# What you have to do:
Rewrite the records in the stretch from "In the picture above, where can the stoneware" through "In the picture above, where can the frayed", changing every "be located" to "be found" and leaving all else as it stands.

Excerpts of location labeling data
— BEGIN —

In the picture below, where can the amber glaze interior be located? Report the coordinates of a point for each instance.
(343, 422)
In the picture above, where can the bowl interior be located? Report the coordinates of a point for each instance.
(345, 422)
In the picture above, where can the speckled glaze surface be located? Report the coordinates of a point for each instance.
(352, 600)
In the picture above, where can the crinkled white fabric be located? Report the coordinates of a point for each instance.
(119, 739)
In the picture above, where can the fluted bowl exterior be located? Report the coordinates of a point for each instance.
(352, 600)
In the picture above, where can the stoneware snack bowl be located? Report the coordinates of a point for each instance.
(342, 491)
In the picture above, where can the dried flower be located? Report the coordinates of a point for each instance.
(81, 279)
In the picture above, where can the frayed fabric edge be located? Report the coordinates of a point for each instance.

— END —
— BEGIN —

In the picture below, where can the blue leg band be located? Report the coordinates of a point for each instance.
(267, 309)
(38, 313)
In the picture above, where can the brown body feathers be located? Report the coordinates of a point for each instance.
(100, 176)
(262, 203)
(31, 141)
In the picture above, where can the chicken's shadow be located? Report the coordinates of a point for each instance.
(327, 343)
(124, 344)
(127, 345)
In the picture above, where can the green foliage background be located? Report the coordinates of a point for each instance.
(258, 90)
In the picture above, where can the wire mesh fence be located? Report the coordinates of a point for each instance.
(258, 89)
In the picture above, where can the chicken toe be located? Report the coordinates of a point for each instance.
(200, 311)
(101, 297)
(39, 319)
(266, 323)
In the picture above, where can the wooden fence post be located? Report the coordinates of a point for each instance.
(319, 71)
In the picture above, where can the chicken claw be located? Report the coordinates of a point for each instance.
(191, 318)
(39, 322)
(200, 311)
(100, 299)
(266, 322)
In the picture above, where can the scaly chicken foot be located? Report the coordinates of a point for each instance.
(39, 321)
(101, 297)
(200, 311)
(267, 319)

— END —
— BEGIN —

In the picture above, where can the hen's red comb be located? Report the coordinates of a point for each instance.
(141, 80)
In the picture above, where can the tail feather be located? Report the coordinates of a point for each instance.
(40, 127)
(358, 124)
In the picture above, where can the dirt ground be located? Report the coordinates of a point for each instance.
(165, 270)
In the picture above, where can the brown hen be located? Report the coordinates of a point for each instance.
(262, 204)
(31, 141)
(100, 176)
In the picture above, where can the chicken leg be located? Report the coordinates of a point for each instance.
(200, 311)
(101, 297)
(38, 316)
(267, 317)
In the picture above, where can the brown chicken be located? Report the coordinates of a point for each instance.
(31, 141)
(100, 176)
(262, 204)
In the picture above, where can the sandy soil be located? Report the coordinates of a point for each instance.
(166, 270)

— END —

# Exercise result:
In the picture above, where can the stoneware snack bowl be found? Report the coordinates of a point for each instance.
(342, 491)
In the picture above, where can the dried flower be found? Report the coordinates of a point for each instance.
(81, 279)
In the picture above, where can the frayed fabric edge be found? Report the coordinates of a point for each instance.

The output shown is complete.